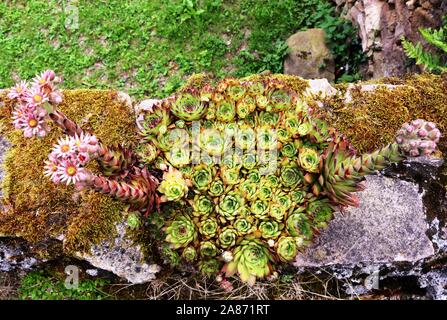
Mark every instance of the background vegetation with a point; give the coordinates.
(148, 48)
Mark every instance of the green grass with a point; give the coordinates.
(148, 48)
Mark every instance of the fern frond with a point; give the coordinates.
(431, 62)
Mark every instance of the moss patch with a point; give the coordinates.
(34, 207)
(372, 118)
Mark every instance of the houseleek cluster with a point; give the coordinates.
(266, 172)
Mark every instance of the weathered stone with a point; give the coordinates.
(122, 257)
(309, 56)
(381, 26)
(388, 226)
(398, 231)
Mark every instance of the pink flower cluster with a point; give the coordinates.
(69, 156)
(30, 113)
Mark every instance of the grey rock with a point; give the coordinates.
(122, 257)
(388, 226)
(309, 56)
(398, 232)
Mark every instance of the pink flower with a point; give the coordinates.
(51, 170)
(65, 147)
(87, 143)
(70, 172)
(36, 96)
(83, 157)
(19, 91)
(31, 125)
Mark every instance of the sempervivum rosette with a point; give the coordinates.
(286, 248)
(188, 107)
(270, 229)
(264, 174)
(230, 205)
(181, 232)
(208, 228)
(202, 177)
(189, 254)
(227, 237)
(259, 170)
(202, 205)
(208, 249)
(173, 186)
(252, 260)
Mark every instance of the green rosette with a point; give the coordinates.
(212, 142)
(289, 150)
(264, 192)
(298, 225)
(202, 177)
(181, 232)
(322, 212)
(202, 205)
(209, 267)
(189, 254)
(249, 161)
(277, 212)
(188, 107)
(245, 138)
(268, 119)
(266, 139)
(297, 196)
(217, 188)
(243, 226)
(251, 260)
(286, 248)
(284, 200)
(254, 176)
(229, 205)
(283, 135)
(147, 152)
(227, 237)
(270, 229)
(230, 176)
(178, 157)
(207, 249)
(259, 209)
(290, 176)
(173, 186)
(208, 228)
(309, 159)
(155, 121)
(225, 111)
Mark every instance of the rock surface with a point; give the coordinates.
(309, 56)
(399, 230)
(381, 25)
(122, 257)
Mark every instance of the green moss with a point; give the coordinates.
(297, 84)
(37, 209)
(372, 118)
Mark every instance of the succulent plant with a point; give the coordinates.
(286, 248)
(208, 249)
(252, 260)
(189, 254)
(173, 186)
(260, 171)
(181, 232)
(209, 267)
(188, 107)
(270, 229)
(202, 177)
(208, 228)
(227, 237)
(417, 138)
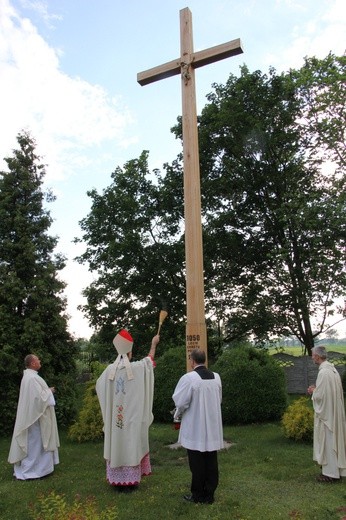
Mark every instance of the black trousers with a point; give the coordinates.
(205, 474)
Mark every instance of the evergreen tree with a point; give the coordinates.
(32, 305)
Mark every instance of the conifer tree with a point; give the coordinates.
(32, 305)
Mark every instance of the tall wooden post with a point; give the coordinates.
(196, 334)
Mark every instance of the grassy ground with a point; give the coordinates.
(263, 476)
(298, 351)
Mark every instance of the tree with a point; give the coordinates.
(274, 220)
(32, 306)
(135, 248)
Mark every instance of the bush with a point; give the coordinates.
(54, 507)
(169, 369)
(298, 420)
(89, 424)
(253, 386)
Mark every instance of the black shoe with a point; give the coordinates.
(189, 498)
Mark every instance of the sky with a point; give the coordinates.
(68, 75)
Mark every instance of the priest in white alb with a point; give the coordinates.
(329, 449)
(35, 440)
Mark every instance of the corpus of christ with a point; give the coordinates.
(196, 334)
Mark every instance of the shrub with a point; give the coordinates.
(89, 424)
(298, 420)
(169, 369)
(54, 507)
(254, 386)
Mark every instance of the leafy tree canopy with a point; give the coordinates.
(32, 306)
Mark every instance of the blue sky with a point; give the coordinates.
(68, 74)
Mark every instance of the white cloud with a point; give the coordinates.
(65, 115)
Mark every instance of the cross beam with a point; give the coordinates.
(196, 334)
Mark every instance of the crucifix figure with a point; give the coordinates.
(196, 333)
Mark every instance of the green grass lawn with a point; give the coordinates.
(263, 476)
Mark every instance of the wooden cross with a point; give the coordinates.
(196, 333)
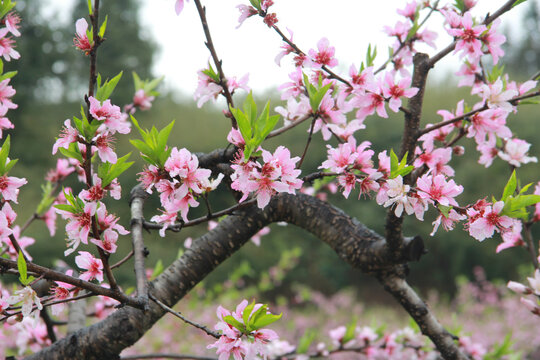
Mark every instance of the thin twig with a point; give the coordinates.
(184, 319)
(166, 356)
(122, 261)
(292, 124)
(210, 45)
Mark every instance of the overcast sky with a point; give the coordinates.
(350, 25)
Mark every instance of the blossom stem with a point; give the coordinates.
(530, 244)
(210, 45)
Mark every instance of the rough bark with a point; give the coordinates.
(352, 241)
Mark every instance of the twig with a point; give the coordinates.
(530, 245)
(513, 101)
(184, 319)
(210, 45)
(138, 196)
(48, 323)
(308, 141)
(396, 285)
(166, 356)
(59, 276)
(122, 261)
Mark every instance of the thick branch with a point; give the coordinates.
(138, 196)
(352, 241)
(396, 285)
(393, 226)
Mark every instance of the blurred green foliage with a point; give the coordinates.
(200, 130)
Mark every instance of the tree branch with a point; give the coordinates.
(352, 241)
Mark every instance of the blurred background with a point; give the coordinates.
(50, 87)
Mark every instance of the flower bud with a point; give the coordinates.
(458, 150)
(519, 288)
(532, 306)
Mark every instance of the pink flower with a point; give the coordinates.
(6, 46)
(494, 40)
(6, 91)
(94, 266)
(81, 40)
(28, 297)
(369, 103)
(142, 100)
(233, 84)
(108, 241)
(245, 12)
(396, 194)
(110, 114)
(325, 55)
(62, 170)
(287, 49)
(409, 11)
(436, 189)
(495, 97)
(395, 91)
(149, 177)
(78, 226)
(468, 38)
(69, 135)
(490, 220)
(256, 239)
(12, 21)
(9, 187)
(515, 152)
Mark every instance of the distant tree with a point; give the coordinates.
(524, 52)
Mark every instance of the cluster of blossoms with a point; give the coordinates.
(245, 343)
(179, 184)
(277, 173)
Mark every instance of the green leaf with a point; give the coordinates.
(510, 186)
(103, 27)
(66, 207)
(256, 4)
(21, 267)
(8, 75)
(233, 322)
(72, 152)
(247, 313)
(47, 198)
(264, 320)
(108, 172)
(445, 210)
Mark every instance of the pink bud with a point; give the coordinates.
(458, 150)
(532, 306)
(519, 288)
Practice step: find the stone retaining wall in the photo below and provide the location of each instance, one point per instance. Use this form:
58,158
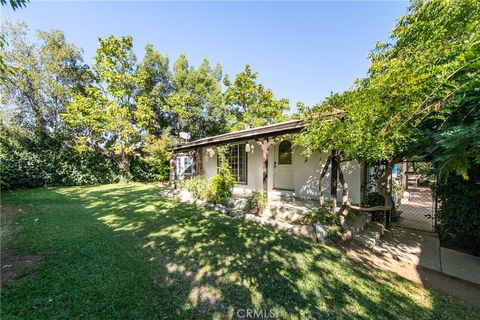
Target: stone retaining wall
317,233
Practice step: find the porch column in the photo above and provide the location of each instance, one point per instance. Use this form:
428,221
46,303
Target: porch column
265,144
173,170
364,182
333,179
194,162
199,169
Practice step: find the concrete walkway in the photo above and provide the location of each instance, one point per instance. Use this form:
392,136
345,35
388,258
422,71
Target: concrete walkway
423,249
417,256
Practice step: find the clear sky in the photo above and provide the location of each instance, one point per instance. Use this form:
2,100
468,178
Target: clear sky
302,50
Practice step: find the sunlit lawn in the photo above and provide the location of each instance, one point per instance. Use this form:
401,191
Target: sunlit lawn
122,251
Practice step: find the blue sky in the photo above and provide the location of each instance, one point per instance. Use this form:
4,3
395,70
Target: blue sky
302,50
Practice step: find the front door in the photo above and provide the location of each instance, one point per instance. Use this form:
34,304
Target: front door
283,168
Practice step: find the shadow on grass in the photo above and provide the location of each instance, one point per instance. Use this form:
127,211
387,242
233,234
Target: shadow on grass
173,260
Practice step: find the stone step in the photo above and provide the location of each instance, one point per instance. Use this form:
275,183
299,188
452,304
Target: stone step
285,212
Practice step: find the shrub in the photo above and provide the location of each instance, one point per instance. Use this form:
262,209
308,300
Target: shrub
220,186
196,186
158,155
332,232
459,210
28,164
256,202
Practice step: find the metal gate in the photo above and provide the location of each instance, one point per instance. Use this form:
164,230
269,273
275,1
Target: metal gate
417,206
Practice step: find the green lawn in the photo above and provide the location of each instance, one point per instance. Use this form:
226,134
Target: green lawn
122,251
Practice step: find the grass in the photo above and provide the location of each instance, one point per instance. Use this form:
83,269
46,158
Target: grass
122,251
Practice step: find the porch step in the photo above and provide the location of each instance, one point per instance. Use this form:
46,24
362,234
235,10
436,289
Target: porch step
369,237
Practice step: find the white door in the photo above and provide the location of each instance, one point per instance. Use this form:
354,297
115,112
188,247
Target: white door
283,168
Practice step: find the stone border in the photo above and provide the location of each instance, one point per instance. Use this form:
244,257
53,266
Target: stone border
317,232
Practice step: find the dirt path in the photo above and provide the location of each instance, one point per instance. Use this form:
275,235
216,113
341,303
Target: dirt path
11,264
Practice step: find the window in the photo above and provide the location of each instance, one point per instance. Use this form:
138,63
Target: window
285,152
184,166
237,160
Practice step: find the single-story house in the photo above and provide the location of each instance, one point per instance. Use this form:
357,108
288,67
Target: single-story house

·····

**About this task**
Locate all lines in the listing above with the word "story". Copy them.

**Response box**
Practice step: find the single-story house in the photo above and provide the location of each instance, one point per instance. Use this form:
Target: single-story house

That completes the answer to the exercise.